**Records of labeled points:**
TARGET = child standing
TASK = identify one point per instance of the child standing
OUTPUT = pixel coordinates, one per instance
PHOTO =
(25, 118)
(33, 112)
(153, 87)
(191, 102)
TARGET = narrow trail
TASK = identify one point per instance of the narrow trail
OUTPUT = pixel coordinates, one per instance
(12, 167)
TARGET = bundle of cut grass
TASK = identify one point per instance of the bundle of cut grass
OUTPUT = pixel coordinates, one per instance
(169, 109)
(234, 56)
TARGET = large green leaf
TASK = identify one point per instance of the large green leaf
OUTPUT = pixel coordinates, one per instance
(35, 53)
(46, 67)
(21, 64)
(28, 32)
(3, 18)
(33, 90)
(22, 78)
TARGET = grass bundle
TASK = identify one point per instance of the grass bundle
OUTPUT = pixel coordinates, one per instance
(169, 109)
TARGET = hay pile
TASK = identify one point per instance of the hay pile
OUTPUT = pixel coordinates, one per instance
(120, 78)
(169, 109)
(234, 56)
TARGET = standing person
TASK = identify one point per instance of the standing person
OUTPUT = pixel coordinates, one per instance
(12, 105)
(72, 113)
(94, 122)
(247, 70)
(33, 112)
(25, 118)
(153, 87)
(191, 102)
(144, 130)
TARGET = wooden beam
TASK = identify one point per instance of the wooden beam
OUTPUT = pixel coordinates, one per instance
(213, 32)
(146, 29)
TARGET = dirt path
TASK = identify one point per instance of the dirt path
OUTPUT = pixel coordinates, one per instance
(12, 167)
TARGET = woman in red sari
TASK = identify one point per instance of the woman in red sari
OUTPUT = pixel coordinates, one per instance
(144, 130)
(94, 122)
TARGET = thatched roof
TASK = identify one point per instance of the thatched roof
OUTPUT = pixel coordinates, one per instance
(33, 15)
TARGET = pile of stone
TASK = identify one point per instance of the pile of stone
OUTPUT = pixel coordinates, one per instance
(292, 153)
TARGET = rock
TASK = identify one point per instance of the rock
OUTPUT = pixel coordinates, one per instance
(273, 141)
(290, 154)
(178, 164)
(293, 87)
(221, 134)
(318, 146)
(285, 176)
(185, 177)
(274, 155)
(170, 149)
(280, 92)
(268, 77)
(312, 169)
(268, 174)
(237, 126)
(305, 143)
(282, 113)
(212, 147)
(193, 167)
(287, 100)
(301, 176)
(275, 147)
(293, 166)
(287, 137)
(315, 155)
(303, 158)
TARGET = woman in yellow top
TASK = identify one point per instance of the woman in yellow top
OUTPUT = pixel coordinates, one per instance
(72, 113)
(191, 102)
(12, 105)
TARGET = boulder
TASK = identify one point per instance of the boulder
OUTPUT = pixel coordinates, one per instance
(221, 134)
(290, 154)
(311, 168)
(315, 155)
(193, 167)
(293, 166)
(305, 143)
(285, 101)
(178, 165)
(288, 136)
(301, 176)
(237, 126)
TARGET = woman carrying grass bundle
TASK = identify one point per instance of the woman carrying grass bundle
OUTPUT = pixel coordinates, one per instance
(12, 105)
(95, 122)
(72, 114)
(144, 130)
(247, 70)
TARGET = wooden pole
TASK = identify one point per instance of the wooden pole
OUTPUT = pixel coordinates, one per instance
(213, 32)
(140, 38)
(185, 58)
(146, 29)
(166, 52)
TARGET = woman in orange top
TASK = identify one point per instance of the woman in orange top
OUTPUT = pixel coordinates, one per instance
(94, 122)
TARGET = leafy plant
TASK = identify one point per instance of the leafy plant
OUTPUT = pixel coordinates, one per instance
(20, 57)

**To be done:**
Print the listing above in full, exactly as it is.

**Exercise output:**
TARGET = child standing
TASK = identify one point per instance of the child standing
OUTPUT = pixel coordinates, one per instance
PHOTO =
(25, 118)
(33, 112)
(153, 87)
(191, 102)
TARGET = narrow trail
TASK = identify one point per instance of the narrow trail
OUTPUT = pixel coordinates, one per instance
(12, 167)
TARGET = bundle of cut grass
TASK = identify one point per instance of the bundle of cut grass
OUTPUT = pixel coordinates, one per instance
(169, 109)
(234, 56)
TARGET = large green leaf
TASK = identify one point per instance of the large green leaf
OUTPUT = pixel coordinates, one per instance
(35, 53)
(46, 67)
(21, 64)
(28, 32)
(3, 18)
(33, 90)
(22, 78)
TARGET = grass bundle
TASK = identify one point per instance of the grass bundle
OUTPUT = pixel coordinates, one per instance
(169, 109)
TARGET = hay pile
TASK = identify one point per instance of the hay pile
OUTPUT = pixel coordinates, one per instance
(120, 78)
(169, 109)
(234, 56)
TARGET = standing person
TASK = identify one point per instance of the standing person
OUTPUT = pixel coordinates, one per instance
(12, 105)
(72, 113)
(94, 122)
(247, 70)
(33, 112)
(25, 118)
(153, 87)
(191, 102)
(144, 130)
TARGET = wooden beam
TASK = identify one point per instance of the wooden beam
OUTPUT = pixel coordinates, one per instance
(213, 32)
(146, 29)
TARGET = dirt path
TASK = identify one point per instance of the dirt path
OUTPUT = pixel coordinates, one per instance
(12, 167)
TARGET = woman in red sari
TASK = identify one point per instance of the woman in red sari
OUTPUT = pixel coordinates, one per instance
(144, 130)
(94, 122)
TARGET = thatched roof
TASK = identify one point per instance of the thatched roof
OUTPUT = pixel coordinates, one per instance
(33, 15)
TARGET = pile of stone
TASK = identify one point per instance of the pile of stone
OUTPUT = pixel coordinates, one per instance
(292, 153)
TARGET = rock
TASK = identify one point per instance of the rock
OUTPUT = pixel coordinates, one per instance
(273, 141)
(290, 154)
(178, 164)
(293, 87)
(221, 134)
(318, 146)
(285, 176)
(185, 177)
(274, 155)
(170, 149)
(280, 92)
(268, 77)
(312, 169)
(268, 174)
(237, 126)
(305, 143)
(282, 113)
(212, 147)
(193, 167)
(287, 100)
(301, 176)
(275, 147)
(293, 166)
(287, 137)
(315, 155)
(303, 158)
TARGET = woman in yellow top
TASK = identify one point per instance of the woman in yellow top
OUTPUT = pixel coordinates, one per instance
(72, 113)
(191, 102)
(12, 105)
TARGET = boulder
TASK = identify one point per instance of the boulder
OUTPUT = pixel coordinates, one per instance
(221, 134)
(290, 154)
(311, 168)
(315, 155)
(193, 167)
(293, 166)
(305, 143)
(285, 101)
(178, 165)
(288, 136)
(301, 176)
(237, 126)
TARGET = woman carrying grass bundle
TASK = identify one point per instance of the woman carrying grass bundle
OUTPUT = pixel coordinates, one per instance
(12, 105)
(95, 122)
(72, 114)
(144, 130)
(247, 70)
TARGET = wooden pole
TASK = identify one point per instance of the wooden pole
OUTPUT = pixel coordinates, one per instance
(213, 32)
(140, 38)
(185, 58)
(146, 29)
(166, 52)
TARGET = woman in orange top
TASK = identify one point per instance of the woman in orange top
OUTPUT = pixel coordinates, one per instance
(94, 122)
TARGET = leafy plant
TASK = identify one point per instance of the leafy plant
OUTPUT = pixel coordinates, one per instance
(20, 57)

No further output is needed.